### Provided passage
* * * *
Police dog patrolled streets for 2 hours after fractured skull

Obi the brave police dog who suffered horrific injuries during riots in London last week is said to be recovering well.

The brave police dog whose skull was fractured during the riots patrolled the streets for two hours despite being horrifically injured. The dog was pelted with bricks, bottles and petrol bombs and was bleeding from the head but stayed on the streets as the dog played a crucial role in retaining order and helping the police manage the escalating situation on Tottenham High Road.

PC Wells has handled Obi since he was eight months old and has described the dog as part of his young family. The Police constable said he had never witnessed such a sustained attack on him or his animal and has praised the dog for his bravery.

"Obi is trained in public order, and that may be dispersing a crowd or pushing them back. We were on a stationary point when we came under heavy bombardment," he was quoted as saying by the BBC.
* * * *
[Data entries]
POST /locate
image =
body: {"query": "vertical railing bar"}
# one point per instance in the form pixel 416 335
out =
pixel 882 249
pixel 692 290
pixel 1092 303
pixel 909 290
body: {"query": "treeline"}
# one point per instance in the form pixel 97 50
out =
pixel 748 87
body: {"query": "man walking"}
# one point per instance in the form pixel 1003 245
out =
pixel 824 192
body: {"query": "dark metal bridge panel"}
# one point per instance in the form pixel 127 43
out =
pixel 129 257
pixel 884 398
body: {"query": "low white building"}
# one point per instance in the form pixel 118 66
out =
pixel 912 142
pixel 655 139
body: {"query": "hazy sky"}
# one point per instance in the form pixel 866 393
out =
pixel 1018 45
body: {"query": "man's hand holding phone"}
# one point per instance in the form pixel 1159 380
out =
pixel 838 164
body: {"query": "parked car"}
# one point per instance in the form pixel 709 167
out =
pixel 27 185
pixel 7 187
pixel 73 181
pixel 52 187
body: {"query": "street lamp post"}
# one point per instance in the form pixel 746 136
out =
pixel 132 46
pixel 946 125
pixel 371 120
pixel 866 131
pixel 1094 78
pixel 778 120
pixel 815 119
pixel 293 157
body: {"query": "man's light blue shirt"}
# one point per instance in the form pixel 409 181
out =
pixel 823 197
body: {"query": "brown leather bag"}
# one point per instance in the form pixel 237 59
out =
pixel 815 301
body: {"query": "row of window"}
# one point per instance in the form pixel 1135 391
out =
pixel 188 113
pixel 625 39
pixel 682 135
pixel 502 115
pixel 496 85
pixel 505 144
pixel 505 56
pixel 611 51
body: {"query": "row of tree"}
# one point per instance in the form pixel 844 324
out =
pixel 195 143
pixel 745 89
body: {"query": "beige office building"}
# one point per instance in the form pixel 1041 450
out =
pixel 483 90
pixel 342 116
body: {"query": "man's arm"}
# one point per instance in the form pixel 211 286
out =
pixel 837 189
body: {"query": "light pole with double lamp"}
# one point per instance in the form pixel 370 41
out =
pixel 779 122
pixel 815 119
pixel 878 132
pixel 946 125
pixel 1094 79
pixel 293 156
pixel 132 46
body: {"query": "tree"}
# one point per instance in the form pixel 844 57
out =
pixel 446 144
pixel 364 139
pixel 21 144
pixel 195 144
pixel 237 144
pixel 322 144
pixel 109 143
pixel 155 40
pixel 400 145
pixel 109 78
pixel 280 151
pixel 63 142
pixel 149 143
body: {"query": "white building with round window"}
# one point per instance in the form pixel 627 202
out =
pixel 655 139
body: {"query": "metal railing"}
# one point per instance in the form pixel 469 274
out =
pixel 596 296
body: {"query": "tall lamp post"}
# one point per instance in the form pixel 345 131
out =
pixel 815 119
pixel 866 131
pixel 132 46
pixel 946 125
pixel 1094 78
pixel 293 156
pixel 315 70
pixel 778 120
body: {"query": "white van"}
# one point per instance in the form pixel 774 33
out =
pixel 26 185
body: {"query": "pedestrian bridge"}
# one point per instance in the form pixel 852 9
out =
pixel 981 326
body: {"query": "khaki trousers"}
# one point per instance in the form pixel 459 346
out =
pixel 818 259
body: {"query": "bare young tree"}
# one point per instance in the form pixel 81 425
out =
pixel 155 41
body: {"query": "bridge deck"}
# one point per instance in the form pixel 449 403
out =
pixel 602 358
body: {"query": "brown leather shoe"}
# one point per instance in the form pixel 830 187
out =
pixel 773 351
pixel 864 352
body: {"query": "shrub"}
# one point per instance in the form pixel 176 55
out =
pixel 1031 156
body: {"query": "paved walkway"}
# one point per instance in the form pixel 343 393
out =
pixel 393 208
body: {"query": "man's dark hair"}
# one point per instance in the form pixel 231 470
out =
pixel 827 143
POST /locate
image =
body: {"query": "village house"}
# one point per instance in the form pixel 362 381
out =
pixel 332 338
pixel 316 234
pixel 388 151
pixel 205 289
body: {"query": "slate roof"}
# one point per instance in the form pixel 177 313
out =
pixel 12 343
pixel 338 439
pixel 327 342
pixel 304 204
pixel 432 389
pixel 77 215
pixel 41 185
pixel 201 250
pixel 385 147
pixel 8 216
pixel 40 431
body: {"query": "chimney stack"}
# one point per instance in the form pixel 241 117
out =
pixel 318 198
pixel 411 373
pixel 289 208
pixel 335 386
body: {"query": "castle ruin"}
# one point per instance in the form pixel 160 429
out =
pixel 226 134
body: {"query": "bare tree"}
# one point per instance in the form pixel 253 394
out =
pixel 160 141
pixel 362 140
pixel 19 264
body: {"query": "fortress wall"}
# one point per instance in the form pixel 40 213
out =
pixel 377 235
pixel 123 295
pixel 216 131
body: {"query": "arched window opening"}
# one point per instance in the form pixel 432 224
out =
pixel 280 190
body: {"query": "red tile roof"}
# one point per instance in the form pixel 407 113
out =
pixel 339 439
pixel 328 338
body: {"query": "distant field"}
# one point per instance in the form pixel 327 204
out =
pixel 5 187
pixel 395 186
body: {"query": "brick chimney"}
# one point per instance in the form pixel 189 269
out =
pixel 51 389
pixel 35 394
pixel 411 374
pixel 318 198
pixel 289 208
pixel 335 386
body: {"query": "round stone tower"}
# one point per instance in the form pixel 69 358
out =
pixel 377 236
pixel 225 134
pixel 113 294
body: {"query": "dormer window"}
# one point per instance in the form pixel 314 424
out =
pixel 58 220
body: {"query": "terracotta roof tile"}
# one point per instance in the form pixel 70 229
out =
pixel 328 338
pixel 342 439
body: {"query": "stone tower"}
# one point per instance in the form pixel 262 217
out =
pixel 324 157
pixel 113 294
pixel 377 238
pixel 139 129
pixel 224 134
* * * *
### What the exercise asks
Retype part of the police dog article word for word. Start at the words "Police dog patrolled" and stop after "Tottenham High Road.".

### Full output
Police dog patrolled streets for 2 hours after fractured skull

Obi the brave police dog who suffered horrific injuries during riots in London last week is said to be recovering well.

The brave police dog whose skull was fractured during the riots patrolled the streets for two hours despite being horrifically injured. The dog was pelted with bricks, bottles and petrol bombs and was bleeding from the head but stayed on the streets as the dog played a crucial role in retaining order and helping the police manage the escalating situation on Tottenham High Road.